» Selected extract:
= = = = =

As regular readers of this modest screed will know, nothing gives me a deeper splanchnic delight than to catch the Oxford English Dictionary in blatant error or in sloppy inattention to widely available linguistic knowledge. And today I have found a real doozie, a mistaken etymology so far from word-truth that it would have caused Dr. Johnson himself to kick over his gout stool.
Here is the OED’s take on the word nogoodnik:
“colloq. (orig. U.S.).< NO-GOOD adj. + -NIK suffix.] A good-for-nothing; a villain, a petty criminal.”
No, nogoodnik did not originate in the United States. Nogoodnik is a pure, 100% Russian word, borrowed into Yiddish in some long-ago Russian shtetl and taken to New York City late in the 19th century.
That one OED etymology seems to display ignorance of the Russian language, a knowledge of which, elsewhere within its capacious self, the OED is only too proud to boast. The Merriam-Webster Unabridged Dictionary repeats the same erroneous origin.
Scroll down to the bottom of this column to read a response from the Oxford English Dictionary.
Here is the take of another know-it-all mavin of Yiddish, the late Leo Rosten. Now Rosten’s popular volume The Joys of Yiddish is indeed a joy and a treasure.
But — Leo too was sloppy.
Rosten’s book contains some error-ridden folk etymologies based on too many bagels with friends and not enough rabbinical perusal of scholarly sources. As I always say, everyone wants to be an expert, to pontificate. But even a pontiff has to doff his brocade gown now and then, slip out of his altar boy, and hit the books. Leo Rosten says, “no-goodnik. . .this mutation borrows the phrase “no-good” and adds the stalwart suffix –nik.”
No, it does not, Leo — alav ha-sholom.
Or, for you, Leo — such a sweet tooth — should I say halavah sholom? I do say: halevai shalom!
The amount of Russian vocabulary borrowed into Yiddish is sometimes forgotten. And I should make plain that to me Yiddish is no vershluggener dialekt. It is a full language and I care not one whit whether a gang of ultra-orthodox orange-pickers wish to repudiate its perhaps 700-year history and order their grandchildren not to learn it. One denies one’s mamaloshen at one’s peril.

= = = = =

» Data lines:
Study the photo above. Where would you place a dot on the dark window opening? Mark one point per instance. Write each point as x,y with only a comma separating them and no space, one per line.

= = = = =

» Task instructions:
a - Reproduce the passage of the column on the origin of nogoodnik from "As regular readers" up to and including "his gout stool.", word for word.
b - Pick up the column on the origin of nogoodnik after its final sentence and continue writing it.

» Answers provided:
a -
As regular readers of this modest screed will know, nothing gives me a deeper splanchnic delight than to catch the Oxford English Dictionary in blatant error or in sloppy inattention to widely available linguistic knowledge. And today I have found a real doozie, a mistaken etymology so far from word-truth that it would have caused Dr. Johnson himself to kick over his gout stool.

b -
mamaloshen = Yiddish mame ‘mother’ + loshn ‘tongue’ or ‘language’ from Hebrew lashon ‘tongue’
So no anti-Yiddishists need bother writing me shrill emails, as they did the last time I discussed Yiddish; for all such hysteric hissyfits shall dissipate pleasingly under the digital cleansing of a delete button.
Truth to tell, I once had a woman actually scream at me, in public, at a public lecture (!), for daring to suggest that nu, that delightful, common Yiddish jack-of-all-trades particle was of pure Russian origin. I had to borrow a computer from an audience member, go online to a Russian-English dictionary and show this shrieking female ignoramus that among the 20 or 30 different uses of nu in Yiddish, fifteen of them were directly borrowed from uses of the common Russian adverb, nu.
True Source of Nogoodnik
Nogoodnik was borrowed into Yiddish sometime in the late 18th or early 19th century directly and totally from the Russian noun
It means a worthless person, a reprobate. The noun is related to the Russian adjective nye-god-nay ‘not suitable,’ ‘worthless,’ a negative relative of the adjective godnay ‘suitable, fit’, all in the same family as the abstract noun
Годность (godnost ‘validity,’ ‘fitness’)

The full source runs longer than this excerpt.